Copy every line of the records below word for word, with nothing changed, added, or left out.
----------------------------------------
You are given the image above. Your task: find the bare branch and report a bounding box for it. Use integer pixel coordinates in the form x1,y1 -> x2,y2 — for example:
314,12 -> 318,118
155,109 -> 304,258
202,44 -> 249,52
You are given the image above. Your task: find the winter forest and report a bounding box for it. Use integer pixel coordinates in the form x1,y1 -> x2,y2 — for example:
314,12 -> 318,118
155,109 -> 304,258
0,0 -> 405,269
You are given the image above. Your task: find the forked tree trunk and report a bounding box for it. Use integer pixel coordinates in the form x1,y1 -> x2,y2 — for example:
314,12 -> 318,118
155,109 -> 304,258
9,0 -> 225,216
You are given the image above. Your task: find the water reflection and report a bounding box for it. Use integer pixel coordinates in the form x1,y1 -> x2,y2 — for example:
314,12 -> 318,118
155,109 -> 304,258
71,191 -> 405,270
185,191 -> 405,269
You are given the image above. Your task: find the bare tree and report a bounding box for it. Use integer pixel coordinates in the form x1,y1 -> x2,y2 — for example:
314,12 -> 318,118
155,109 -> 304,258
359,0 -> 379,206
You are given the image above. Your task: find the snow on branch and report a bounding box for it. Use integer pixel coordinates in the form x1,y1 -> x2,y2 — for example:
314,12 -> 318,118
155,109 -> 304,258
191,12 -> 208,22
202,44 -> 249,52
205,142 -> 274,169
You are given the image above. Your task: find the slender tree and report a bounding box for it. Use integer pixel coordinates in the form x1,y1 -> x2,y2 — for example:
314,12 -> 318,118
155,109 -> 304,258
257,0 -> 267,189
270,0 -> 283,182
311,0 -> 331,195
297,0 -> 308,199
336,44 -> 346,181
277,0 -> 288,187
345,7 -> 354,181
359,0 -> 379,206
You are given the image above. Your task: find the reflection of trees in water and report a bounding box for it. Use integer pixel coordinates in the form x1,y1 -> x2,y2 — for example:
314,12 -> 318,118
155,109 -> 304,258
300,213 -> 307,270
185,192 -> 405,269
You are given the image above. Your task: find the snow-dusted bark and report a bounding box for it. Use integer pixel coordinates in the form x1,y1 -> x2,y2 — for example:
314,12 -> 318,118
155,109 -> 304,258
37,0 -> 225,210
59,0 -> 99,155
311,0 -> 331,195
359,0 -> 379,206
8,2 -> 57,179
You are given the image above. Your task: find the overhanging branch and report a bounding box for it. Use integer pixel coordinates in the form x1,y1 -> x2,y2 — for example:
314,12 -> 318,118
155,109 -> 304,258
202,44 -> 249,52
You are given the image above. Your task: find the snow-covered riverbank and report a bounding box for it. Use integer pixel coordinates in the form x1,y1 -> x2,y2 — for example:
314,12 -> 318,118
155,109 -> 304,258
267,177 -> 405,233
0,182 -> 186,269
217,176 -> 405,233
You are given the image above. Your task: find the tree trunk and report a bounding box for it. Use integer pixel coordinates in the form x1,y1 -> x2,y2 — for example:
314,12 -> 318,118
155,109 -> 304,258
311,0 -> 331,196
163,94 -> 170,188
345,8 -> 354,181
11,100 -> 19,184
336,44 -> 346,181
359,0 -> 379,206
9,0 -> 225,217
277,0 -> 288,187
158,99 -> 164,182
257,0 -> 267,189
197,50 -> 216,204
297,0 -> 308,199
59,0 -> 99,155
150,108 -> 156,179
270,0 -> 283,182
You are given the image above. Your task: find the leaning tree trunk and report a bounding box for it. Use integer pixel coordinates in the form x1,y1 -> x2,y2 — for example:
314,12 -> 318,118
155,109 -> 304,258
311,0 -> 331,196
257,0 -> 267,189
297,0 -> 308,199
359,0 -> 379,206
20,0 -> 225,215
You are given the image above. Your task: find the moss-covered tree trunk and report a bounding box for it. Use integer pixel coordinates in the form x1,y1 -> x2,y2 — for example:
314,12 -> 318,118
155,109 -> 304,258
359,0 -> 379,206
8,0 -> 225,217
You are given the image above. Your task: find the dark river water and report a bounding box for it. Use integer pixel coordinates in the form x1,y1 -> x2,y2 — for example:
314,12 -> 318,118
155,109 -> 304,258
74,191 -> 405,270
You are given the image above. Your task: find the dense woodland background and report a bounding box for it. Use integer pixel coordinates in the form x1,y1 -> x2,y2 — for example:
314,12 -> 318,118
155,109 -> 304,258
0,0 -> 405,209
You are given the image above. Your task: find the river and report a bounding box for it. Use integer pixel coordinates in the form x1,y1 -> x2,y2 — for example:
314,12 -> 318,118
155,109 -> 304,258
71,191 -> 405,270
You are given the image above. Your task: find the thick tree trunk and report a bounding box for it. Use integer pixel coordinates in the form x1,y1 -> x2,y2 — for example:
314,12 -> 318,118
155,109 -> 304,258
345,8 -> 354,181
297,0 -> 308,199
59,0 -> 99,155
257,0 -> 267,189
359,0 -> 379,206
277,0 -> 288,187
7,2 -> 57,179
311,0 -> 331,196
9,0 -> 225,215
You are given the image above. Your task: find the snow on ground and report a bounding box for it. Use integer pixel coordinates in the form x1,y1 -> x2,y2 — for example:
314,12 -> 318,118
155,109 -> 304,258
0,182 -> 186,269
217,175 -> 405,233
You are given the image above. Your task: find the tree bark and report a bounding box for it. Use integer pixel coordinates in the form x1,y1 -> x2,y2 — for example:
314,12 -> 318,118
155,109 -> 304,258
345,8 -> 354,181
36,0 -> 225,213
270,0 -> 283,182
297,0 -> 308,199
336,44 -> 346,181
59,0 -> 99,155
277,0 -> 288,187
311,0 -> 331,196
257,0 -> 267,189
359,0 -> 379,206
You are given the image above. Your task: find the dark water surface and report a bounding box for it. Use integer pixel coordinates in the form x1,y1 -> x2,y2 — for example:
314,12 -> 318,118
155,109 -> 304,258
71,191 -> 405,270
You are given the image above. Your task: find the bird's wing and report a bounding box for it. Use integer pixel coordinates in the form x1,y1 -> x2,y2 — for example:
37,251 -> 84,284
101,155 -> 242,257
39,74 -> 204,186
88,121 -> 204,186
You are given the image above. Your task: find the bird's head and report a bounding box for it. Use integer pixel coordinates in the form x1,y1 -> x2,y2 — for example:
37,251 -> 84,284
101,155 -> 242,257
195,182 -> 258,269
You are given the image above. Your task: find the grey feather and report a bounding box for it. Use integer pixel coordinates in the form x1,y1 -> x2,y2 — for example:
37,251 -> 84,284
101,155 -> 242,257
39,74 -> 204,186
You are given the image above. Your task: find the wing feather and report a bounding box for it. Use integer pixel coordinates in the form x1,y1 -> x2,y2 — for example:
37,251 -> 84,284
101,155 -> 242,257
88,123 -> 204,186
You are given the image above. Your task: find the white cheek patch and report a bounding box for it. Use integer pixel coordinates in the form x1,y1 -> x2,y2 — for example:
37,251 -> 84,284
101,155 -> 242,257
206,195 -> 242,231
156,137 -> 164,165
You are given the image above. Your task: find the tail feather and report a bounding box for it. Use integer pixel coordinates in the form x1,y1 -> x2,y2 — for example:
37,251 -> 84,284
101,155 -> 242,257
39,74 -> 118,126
----------------------------------------
◆ **Exercise output**
You are given the image above. Your task: find the bare branch and report a bounding box for it. Use integer pixel coordinates in the form x1,y1 -> x2,y2 — for example:
314,12 -> 318,118
155,109 -> 304,258
202,44 -> 249,52
You are given the image above. Your task: find the winter forest and report a bounding box for it. Use integer pixel coordinates in the form x1,y1 -> x2,y2 — for example:
314,12 -> 318,118
155,109 -> 304,258
0,0 -> 405,269
You are given the image above. Your task: find the forked tree trunk and report a bounding box for it. Use integer pixel coordinates in the form x1,y1 -> x2,y2 — for example:
314,12 -> 318,118
155,109 -> 304,258
9,0 -> 225,216
You are given the image above. Your task: find the water reflection and report a bounding box for it. Use integer pixel coordinates in the form x1,y1 -> x2,y2 — for example:
314,12 -> 318,118
155,109 -> 304,258
71,191 -> 405,270
185,191 -> 405,269
You are given the image above. Your task: find the bare tree and report a bounding box for it. Use integer pixel coordinates in the form x1,y1 -> x2,y2 — for example:
314,12 -> 318,118
155,109 -> 304,258
359,0 -> 379,206
You are given the image above. Your task: find the snow on branch and report a bounding box for it. Use integer pixel coordinates in the form x1,y1 -> x2,y2 — for example:
314,12 -> 318,118
155,109 -> 304,258
191,12 -> 208,22
202,44 -> 249,52
205,142 -> 274,169
You are given the image above. Your task: find the slender tree and report a bounding box for it. Use integer pixel coordinates in the form x1,y1 -> x2,y2 — for example:
314,12 -> 318,118
155,109 -> 304,258
257,0 -> 267,189
270,0 -> 283,182
311,0 -> 331,195
297,0 -> 308,199
336,44 -> 346,181
277,0 -> 288,187
345,7 -> 354,181
359,0 -> 379,206
You are given the image above. Your task: find the reflection of trees in water and report a bounding box for it. Use integer pixel coordinates in the form x1,y1 -> x2,y2 — for example:
314,12 -> 318,118
155,109 -> 304,258
300,213 -> 307,270
185,192 -> 405,269
You are given the image above. Your task: find the snow-dusted bark and report a bounding box for it. Use integer pixel coordinates in the form x1,y1 -> x2,y2 — for example:
314,12 -> 318,118
155,109 -> 304,258
37,0 -> 225,210
59,0 -> 99,155
311,0 -> 331,195
359,0 -> 379,206
8,2 -> 57,179
You are given the image above. Your task: find the overhanging branch and report a bounding box for it. Use integer pixel coordinates in the form x1,y1 -> x2,y2 — for example:
314,12 -> 318,118
155,109 -> 304,258
202,44 -> 249,52
You are given the image above. Your task: find the snow-covered riverbank and report a bounding box for it. Use integer pixel coordinates in the form x1,y1 -> x2,y2 — for example:
314,12 -> 318,118
155,109 -> 304,258
267,177 -> 405,233
0,182 -> 186,269
217,176 -> 405,233
You are given the image above. Your task: find the tree trunk and report a bounding box for it. Use integer pixel coordinates in the form x1,y1 -> x2,y2 — for example:
314,12 -> 318,118
155,109 -> 304,258
311,0 -> 331,196
163,94 -> 170,188
345,8 -> 354,181
11,100 -> 19,184
336,44 -> 346,181
359,0 -> 379,206
9,0 -> 225,217
277,0 -> 288,187
158,99 -> 164,182
257,0 -> 267,189
197,50 -> 216,204
297,0 -> 308,199
59,0 -> 99,155
150,108 -> 156,179
270,0 -> 283,182
You are given the image above. Your task: find the leaning tree trunk and report a bounding box for it. Use integer pixel coordinates in the form x1,y1 -> x2,y2 — for example:
314,12 -> 318,118
155,109 -> 304,258
311,0 -> 331,196
257,0 -> 267,189
297,0 -> 308,199
359,0 -> 379,206
20,0 -> 225,215
You are given the image above. Your task: find the moss-covered tree trunk and report a bounding box for it. Use integer pixel coordinates in the form x1,y1 -> x2,y2 — for example:
314,12 -> 318,118
155,109 -> 304,258
359,0 -> 379,206
8,0 -> 225,217
You are given the image above. Your task: find the dark river water and report a bounding box for it. Use integer pixel coordinates in the form x1,y1 -> x2,y2 — for example:
314,12 -> 318,118
155,109 -> 304,258
74,191 -> 405,270
You are given the image above. Your task: find the dense woodland background and report a bounding box for it. Use integer pixel coordinates in the form x1,y1 -> x2,y2 — for example:
314,12 -> 318,118
155,109 -> 304,258
0,0 -> 405,209
You are given the image above. Your task: find the river and report a bounding box for it. Use integer pixel coordinates in the form x1,y1 -> x2,y2 — for example:
314,12 -> 318,118
155,109 -> 304,258
71,191 -> 405,270
You are given the image above. Your task: find the thick tree trunk and report a bounding box for it. Use integer pixel coordinates in the form x1,y1 -> x2,y2 — for example:
314,12 -> 318,118
155,109 -> 304,258
345,8 -> 354,181
297,0 -> 308,199
59,0 -> 99,155
257,0 -> 267,189
359,0 -> 379,206
277,0 -> 288,187
7,2 -> 57,179
311,0 -> 331,196
9,0 -> 225,215
You are given the image above. Your task: find the snow on ground and report a bounding box for it. Use integer pixel coordinates in the form x1,y1 -> x2,y2 — for example:
314,12 -> 318,118
155,109 -> 304,258
0,182 -> 186,269
217,175 -> 405,233
You are given the image above. Your task: find the tree bark and report a bounding box for it. Use integer pixel coordinates in the form x1,y1 -> x2,y2 — for example:
314,12 -> 318,118
155,109 -> 304,258
345,8 -> 354,181
36,0 -> 225,213
270,0 -> 283,182
297,0 -> 308,199
336,44 -> 346,181
59,0 -> 99,155
277,0 -> 288,187
311,0 -> 331,196
257,0 -> 267,189
359,0 -> 379,206
You are given the image above. Your task: find the dark water surface and report a bounding box for it. Use integer pixel coordinates in the form x1,y1 -> x2,y2 — for example:
314,12 -> 318,118
155,109 -> 304,258
71,191 -> 405,270
You are given the image above. Your task: find the bird's wing and report a bounding box for it. Use integer pixel coordinates in the form x1,y1 -> x2,y2 — for example:
37,251 -> 84,284
101,155 -> 242,257
39,74 -> 204,186
88,121 -> 204,186
You are given the image above. Your task: find the bird's head and report a bounding box for it. Use integer pixel coordinates in the form x1,y1 -> x2,y2 — for example:
37,251 -> 84,284
101,155 -> 242,257
195,182 -> 258,269
You are given the image above. Your task: find the grey feather and report a bounding box for it. Use integer pixel coordinates in the form x1,y1 -> x2,y2 — for example:
37,251 -> 84,284
101,155 -> 242,257
39,74 -> 204,186
You are given the image above. Your task: find the wing feather and report a bounding box for it. Use integer pixel coordinates in the form x1,y1 -> x2,y2 — for example:
37,251 -> 84,284
101,155 -> 242,257
88,123 -> 204,186
You are given the image above. Your task: find the white cheek patch and report a bounding box for it. Use integer pixel coordinates in the form x1,y1 -> x2,y2 — for example:
37,251 -> 84,284
101,155 -> 242,257
206,195 -> 242,231
156,137 -> 164,165
You are given the image above. Your task: find the tail feather and report a bounding box for it. Use integer pixel coordinates in the form x1,y1 -> x2,y2 — for example:
37,251 -> 84,284
101,155 -> 242,257
39,74 -> 118,126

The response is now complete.